- WHAT IS BEING ASKED
Your answer should hold exactly the lines from the one with "Labeling batch C. For the image above, tag the cabinet drawer" through the last line of the material below, nothing before and nothing extra.

(RECORDS FOR PROCESSING Opens)

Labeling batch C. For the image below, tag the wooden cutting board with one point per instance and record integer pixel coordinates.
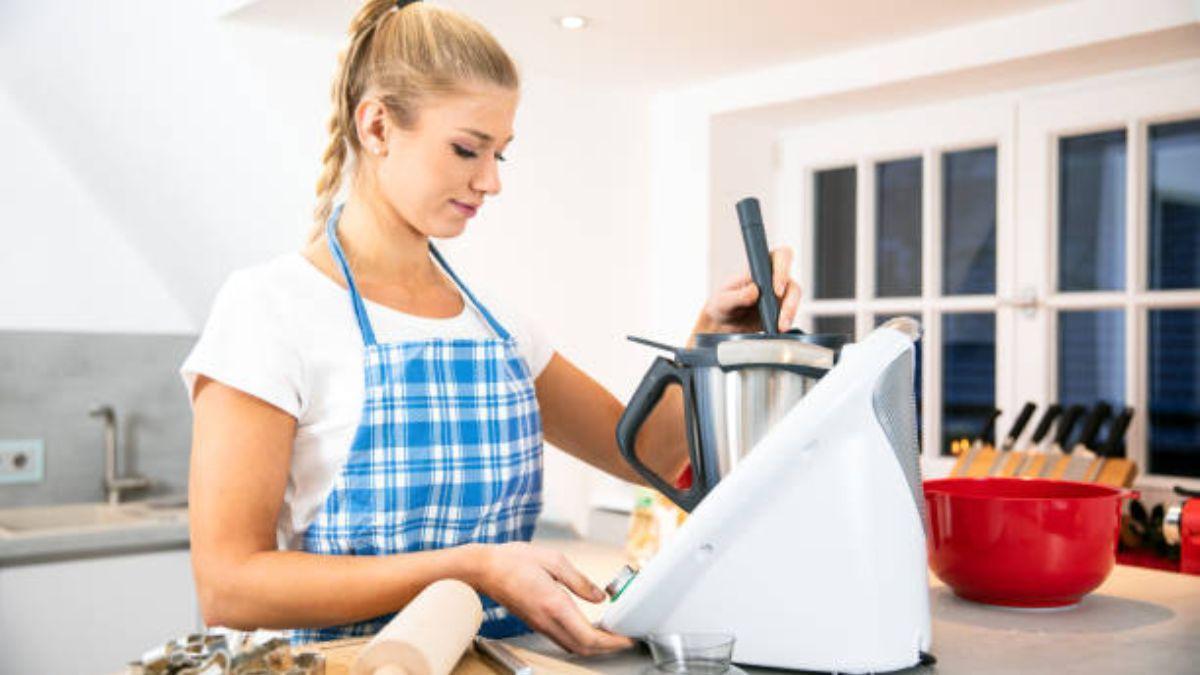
(340, 656)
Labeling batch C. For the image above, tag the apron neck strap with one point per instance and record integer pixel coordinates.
(360, 310)
(335, 248)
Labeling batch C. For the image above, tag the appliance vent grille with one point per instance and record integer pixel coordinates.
(895, 407)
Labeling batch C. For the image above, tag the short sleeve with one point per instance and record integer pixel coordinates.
(245, 346)
(533, 341)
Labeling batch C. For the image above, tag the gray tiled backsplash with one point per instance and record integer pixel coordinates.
(49, 382)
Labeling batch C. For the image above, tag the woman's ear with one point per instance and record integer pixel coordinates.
(371, 124)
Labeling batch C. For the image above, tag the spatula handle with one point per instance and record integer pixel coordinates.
(754, 236)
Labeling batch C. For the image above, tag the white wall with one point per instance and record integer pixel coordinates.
(64, 266)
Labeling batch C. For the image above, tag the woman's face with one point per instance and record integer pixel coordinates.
(437, 174)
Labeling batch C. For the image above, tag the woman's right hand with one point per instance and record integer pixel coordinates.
(528, 580)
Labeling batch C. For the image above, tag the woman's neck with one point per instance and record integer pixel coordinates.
(381, 246)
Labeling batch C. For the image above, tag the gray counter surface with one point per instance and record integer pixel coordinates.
(1139, 621)
(166, 531)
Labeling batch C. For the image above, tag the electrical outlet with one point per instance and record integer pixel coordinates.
(22, 460)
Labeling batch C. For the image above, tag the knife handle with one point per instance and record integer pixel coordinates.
(1021, 420)
(1099, 413)
(1067, 424)
(987, 434)
(503, 656)
(1043, 426)
(1114, 443)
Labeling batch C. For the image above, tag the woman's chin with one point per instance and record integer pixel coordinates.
(448, 228)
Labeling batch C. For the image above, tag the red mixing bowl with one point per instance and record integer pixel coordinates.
(1021, 542)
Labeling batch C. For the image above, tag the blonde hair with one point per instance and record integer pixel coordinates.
(406, 55)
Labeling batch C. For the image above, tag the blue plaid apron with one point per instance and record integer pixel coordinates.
(448, 452)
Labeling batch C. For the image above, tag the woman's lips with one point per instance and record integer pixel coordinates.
(465, 209)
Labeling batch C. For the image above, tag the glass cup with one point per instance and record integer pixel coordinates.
(691, 653)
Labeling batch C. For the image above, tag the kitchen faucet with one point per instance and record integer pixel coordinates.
(114, 485)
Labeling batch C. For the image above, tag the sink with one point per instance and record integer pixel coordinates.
(35, 520)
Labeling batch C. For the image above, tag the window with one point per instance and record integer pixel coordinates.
(1048, 240)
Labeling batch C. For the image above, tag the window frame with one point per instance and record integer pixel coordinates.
(927, 132)
(1024, 126)
(1133, 102)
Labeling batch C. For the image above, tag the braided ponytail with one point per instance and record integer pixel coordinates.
(405, 54)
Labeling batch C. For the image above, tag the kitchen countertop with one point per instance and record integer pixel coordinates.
(165, 530)
(1138, 621)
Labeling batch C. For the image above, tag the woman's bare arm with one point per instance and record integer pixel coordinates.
(241, 449)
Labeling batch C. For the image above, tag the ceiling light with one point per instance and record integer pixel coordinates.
(573, 22)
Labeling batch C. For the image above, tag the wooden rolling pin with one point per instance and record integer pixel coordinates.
(427, 637)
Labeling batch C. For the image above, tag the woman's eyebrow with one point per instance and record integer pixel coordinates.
(481, 136)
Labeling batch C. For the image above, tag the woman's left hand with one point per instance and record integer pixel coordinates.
(735, 306)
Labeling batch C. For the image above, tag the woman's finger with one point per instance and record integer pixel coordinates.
(736, 281)
(790, 305)
(588, 639)
(781, 268)
(570, 577)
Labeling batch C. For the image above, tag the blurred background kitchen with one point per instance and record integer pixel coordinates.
(1021, 175)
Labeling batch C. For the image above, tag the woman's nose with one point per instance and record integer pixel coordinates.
(487, 179)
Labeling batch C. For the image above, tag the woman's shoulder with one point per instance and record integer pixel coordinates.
(276, 282)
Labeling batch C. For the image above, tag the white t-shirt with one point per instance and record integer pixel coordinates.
(286, 333)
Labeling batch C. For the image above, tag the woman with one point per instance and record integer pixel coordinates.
(364, 424)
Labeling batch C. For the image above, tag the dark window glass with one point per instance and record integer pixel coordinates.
(969, 216)
(1175, 205)
(916, 380)
(838, 324)
(835, 220)
(1174, 436)
(898, 228)
(1091, 211)
(969, 375)
(1091, 359)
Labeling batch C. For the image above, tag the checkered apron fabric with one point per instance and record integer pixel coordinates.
(448, 452)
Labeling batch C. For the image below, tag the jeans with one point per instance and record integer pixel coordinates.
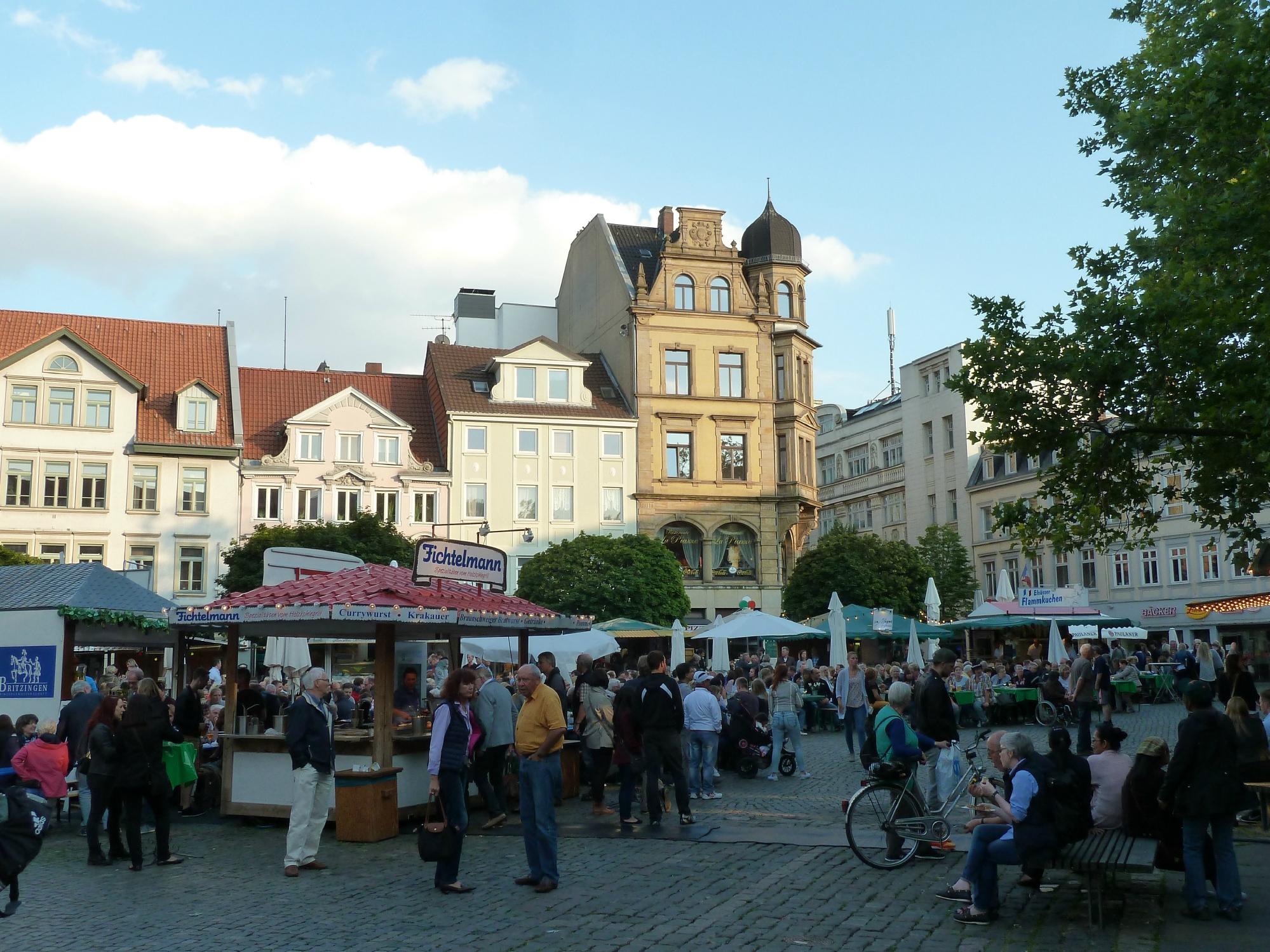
(703, 752)
(854, 727)
(539, 784)
(454, 800)
(785, 725)
(488, 774)
(1224, 852)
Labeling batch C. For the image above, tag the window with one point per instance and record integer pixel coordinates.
(57, 485)
(1121, 577)
(193, 490)
(310, 447)
(268, 502)
(858, 461)
(385, 506)
(562, 503)
(526, 384)
(611, 504)
(22, 405)
(527, 503)
(349, 447)
(189, 573)
(1178, 563)
(731, 375)
(677, 379)
(684, 293)
(424, 507)
(892, 451)
(732, 456)
(558, 385)
(388, 451)
(93, 485)
(61, 406)
(197, 414)
(348, 504)
(1150, 567)
(307, 504)
(17, 481)
(784, 300)
(474, 500)
(145, 489)
(679, 456)
(97, 409)
(720, 295)
(1212, 565)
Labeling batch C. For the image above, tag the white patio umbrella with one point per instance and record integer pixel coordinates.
(933, 602)
(1057, 654)
(915, 649)
(679, 654)
(837, 633)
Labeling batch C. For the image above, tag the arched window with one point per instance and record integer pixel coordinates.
(684, 540)
(64, 363)
(720, 295)
(784, 300)
(734, 555)
(684, 297)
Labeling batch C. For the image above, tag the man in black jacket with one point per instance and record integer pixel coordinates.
(311, 742)
(659, 719)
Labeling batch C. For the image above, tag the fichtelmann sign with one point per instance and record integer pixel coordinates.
(460, 561)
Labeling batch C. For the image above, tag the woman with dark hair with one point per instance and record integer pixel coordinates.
(103, 757)
(455, 734)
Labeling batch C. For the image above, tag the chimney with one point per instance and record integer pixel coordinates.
(666, 220)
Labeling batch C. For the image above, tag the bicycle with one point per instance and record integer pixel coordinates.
(887, 819)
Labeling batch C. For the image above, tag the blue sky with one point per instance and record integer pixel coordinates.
(163, 160)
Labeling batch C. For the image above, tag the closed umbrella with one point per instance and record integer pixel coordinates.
(837, 633)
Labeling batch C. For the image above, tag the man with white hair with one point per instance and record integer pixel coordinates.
(311, 742)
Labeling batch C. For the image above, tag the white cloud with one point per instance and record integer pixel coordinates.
(147, 66)
(249, 89)
(300, 84)
(461, 85)
(830, 258)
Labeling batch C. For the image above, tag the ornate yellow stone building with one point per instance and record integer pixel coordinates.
(710, 342)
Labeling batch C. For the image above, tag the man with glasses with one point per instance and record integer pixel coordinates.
(311, 742)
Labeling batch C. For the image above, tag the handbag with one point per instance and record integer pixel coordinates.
(437, 841)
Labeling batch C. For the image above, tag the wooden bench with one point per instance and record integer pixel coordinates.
(1100, 856)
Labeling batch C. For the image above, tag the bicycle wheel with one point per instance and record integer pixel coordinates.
(867, 827)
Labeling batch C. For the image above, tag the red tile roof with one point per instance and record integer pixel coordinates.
(272, 396)
(160, 354)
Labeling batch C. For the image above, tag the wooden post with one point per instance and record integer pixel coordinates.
(385, 683)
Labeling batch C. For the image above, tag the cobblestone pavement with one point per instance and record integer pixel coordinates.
(750, 878)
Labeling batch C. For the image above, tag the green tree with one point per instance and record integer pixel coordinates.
(1160, 365)
(367, 537)
(863, 569)
(949, 564)
(633, 577)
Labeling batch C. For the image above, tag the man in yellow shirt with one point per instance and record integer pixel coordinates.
(539, 738)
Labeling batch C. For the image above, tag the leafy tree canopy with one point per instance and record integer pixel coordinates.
(1160, 365)
(367, 537)
(863, 569)
(633, 577)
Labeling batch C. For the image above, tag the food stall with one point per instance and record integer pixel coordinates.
(390, 605)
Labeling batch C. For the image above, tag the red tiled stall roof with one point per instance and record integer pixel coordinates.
(272, 396)
(380, 586)
(163, 356)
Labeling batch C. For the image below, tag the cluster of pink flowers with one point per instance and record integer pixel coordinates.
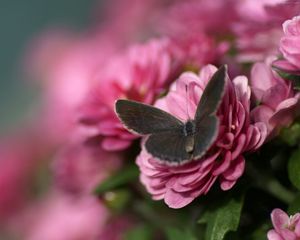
(178, 186)
(285, 227)
(83, 75)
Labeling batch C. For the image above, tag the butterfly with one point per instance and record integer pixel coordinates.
(170, 140)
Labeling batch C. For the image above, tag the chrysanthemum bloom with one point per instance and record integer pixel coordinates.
(278, 102)
(290, 42)
(285, 227)
(79, 168)
(180, 185)
(140, 74)
(259, 27)
(62, 217)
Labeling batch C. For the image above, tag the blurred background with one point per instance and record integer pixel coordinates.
(22, 21)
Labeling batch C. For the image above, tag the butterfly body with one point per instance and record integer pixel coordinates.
(169, 139)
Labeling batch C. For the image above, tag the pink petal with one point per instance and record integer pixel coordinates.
(279, 219)
(273, 235)
(115, 144)
(177, 200)
(236, 169)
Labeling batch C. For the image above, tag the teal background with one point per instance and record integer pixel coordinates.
(20, 21)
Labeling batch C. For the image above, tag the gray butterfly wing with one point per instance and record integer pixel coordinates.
(206, 121)
(169, 147)
(145, 119)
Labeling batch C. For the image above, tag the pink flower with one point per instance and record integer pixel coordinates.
(285, 227)
(79, 168)
(62, 217)
(65, 64)
(196, 44)
(259, 28)
(290, 42)
(140, 74)
(278, 103)
(19, 161)
(180, 185)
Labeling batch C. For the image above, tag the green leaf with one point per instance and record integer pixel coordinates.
(118, 179)
(294, 169)
(142, 232)
(177, 234)
(118, 199)
(224, 217)
(295, 78)
(294, 207)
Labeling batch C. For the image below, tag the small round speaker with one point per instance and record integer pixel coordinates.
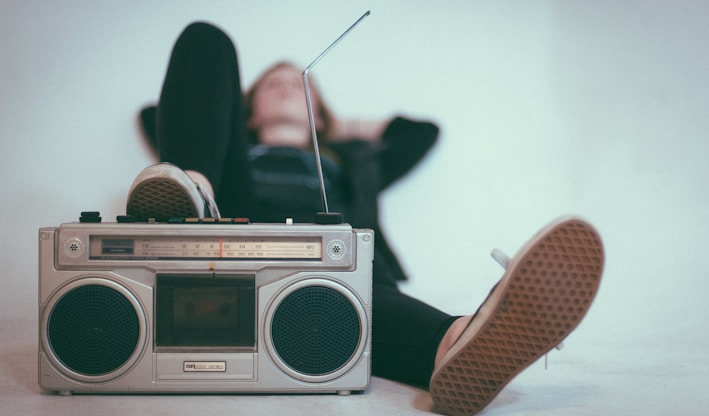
(317, 329)
(94, 329)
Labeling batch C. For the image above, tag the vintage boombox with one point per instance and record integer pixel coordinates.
(204, 307)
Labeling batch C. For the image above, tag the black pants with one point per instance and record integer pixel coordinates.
(201, 126)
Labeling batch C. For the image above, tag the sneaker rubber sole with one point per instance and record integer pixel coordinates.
(544, 294)
(164, 191)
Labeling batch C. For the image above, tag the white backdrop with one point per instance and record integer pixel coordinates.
(546, 108)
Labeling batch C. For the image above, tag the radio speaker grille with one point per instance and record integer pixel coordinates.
(93, 330)
(315, 330)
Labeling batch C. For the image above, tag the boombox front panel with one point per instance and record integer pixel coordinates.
(194, 325)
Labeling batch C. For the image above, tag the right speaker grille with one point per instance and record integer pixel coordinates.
(315, 330)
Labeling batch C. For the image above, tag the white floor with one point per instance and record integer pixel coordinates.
(546, 108)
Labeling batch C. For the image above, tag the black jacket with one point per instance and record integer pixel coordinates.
(370, 167)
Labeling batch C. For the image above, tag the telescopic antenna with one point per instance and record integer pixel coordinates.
(325, 217)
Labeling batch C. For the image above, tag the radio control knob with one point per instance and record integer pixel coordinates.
(90, 216)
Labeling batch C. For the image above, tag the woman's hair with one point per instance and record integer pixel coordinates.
(321, 110)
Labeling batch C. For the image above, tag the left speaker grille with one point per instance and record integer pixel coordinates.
(93, 330)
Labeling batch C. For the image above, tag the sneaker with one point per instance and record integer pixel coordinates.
(544, 294)
(164, 191)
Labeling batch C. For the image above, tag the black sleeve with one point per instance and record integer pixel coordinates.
(404, 143)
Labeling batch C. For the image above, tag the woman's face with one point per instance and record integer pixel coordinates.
(280, 99)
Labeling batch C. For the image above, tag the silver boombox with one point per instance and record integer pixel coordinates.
(218, 307)
(207, 306)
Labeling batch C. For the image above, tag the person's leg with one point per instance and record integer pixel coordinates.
(200, 116)
(406, 333)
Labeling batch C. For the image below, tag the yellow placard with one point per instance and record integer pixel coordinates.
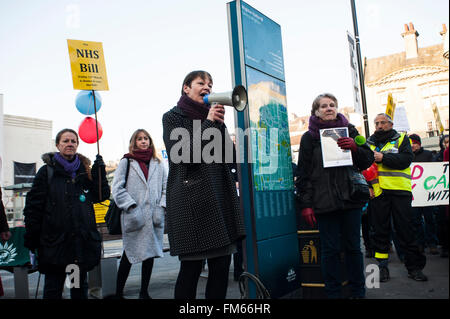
(390, 107)
(437, 118)
(100, 210)
(88, 65)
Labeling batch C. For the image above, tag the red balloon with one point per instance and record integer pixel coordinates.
(87, 130)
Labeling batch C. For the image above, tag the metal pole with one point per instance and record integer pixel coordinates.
(360, 70)
(98, 149)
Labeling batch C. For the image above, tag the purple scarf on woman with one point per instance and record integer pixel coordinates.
(69, 167)
(316, 124)
(194, 110)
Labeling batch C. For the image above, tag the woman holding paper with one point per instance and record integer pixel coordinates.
(324, 195)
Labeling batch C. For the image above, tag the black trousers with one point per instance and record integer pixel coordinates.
(398, 207)
(217, 284)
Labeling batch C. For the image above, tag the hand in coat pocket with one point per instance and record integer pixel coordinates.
(158, 217)
(133, 220)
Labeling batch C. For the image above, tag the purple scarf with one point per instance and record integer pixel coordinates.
(69, 167)
(194, 110)
(316, 124)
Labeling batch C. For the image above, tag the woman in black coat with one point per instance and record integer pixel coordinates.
(203, 216)
(325, 194)
(59, 216)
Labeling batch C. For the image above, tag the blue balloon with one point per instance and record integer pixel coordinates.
(85, 102)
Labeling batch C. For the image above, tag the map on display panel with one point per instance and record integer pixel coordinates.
(272, 159)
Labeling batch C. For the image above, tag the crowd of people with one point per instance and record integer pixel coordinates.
(197, 203)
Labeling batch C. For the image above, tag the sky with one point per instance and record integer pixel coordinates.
(150, 45)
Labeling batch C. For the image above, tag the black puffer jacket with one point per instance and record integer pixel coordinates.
(327, 189)
(59, 218)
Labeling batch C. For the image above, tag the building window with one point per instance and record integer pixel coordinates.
(435, 93)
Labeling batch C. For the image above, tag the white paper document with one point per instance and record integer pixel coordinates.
(332, 154)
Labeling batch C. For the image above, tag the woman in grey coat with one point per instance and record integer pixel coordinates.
(143, 202)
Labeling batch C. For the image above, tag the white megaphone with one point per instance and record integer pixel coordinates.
(236, 98)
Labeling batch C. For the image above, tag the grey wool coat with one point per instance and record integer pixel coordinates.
(203, 211)
(150, 197)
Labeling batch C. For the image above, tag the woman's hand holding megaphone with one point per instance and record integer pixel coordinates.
(216, 113)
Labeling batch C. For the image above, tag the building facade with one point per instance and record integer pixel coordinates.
(23, 140)
(417, 79)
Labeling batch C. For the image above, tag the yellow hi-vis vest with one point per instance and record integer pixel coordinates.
(389, 178)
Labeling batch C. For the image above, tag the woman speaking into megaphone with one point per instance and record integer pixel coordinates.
(203, 216)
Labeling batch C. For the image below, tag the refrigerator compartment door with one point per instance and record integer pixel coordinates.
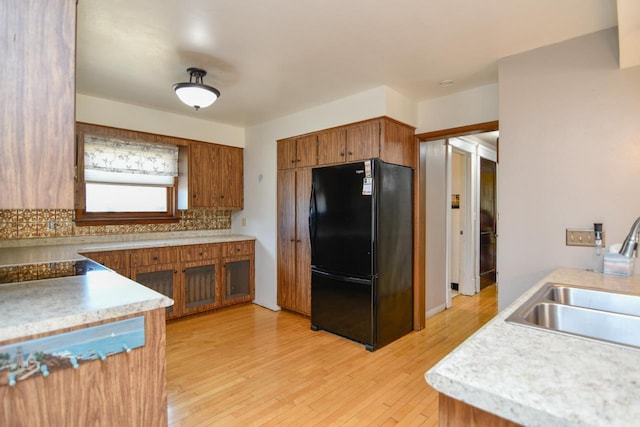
(343, 306)
(341, 221)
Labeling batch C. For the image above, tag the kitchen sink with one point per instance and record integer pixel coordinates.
(611, 317)
(594, 298)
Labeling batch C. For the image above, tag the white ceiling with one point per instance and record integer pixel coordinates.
(270, 58)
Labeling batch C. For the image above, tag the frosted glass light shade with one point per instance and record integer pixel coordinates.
(196, 95)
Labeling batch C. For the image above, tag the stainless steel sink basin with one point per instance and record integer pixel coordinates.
(611, 317)
(616, 302)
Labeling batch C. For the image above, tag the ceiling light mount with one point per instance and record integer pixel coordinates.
(196, 94)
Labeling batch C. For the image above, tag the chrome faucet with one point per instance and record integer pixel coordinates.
(630, 244)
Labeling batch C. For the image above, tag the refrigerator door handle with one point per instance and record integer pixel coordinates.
(342, 278)
(312, 215)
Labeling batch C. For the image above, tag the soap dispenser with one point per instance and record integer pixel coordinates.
(597, 231)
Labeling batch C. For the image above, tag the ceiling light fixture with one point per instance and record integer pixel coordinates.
(196, 94)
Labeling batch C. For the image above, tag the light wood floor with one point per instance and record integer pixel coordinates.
(252, 366)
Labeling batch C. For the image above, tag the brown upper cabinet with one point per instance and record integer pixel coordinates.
(382, 138)
(37, 104)
(215, 176)
(298, 152)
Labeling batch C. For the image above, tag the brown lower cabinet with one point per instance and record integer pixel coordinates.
(197, 277)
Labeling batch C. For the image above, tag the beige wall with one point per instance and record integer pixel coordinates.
(105, 112)
(569, 156)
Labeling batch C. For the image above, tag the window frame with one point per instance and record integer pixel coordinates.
(84, 218)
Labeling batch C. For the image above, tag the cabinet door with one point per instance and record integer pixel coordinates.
(199, 283)
(238, 280)
(332, 147)
(231, 182)
(363, 141)
(37, 104)
(286, 239)
(118, 261)
(306, 151)
(204, 172)
(287, 154)
(303, 244)
(162, 279)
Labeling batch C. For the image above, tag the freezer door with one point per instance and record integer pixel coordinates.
(341, 221)
(343, 306)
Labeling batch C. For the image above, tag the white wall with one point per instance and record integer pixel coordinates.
(261, 174)
(105, 112)
(569, 156)
(469, 107)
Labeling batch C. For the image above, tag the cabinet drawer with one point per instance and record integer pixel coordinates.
(153, 256)
(237, 248)
(198, 252)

(RECORDS FOR PROCESSING Closes)

- RESULT
Labeling batch C. For the image above, tag the cabinet drawer with one point per instance and record integer pixel coordinates.
(153, 256)
(237, 248)
(198, 252)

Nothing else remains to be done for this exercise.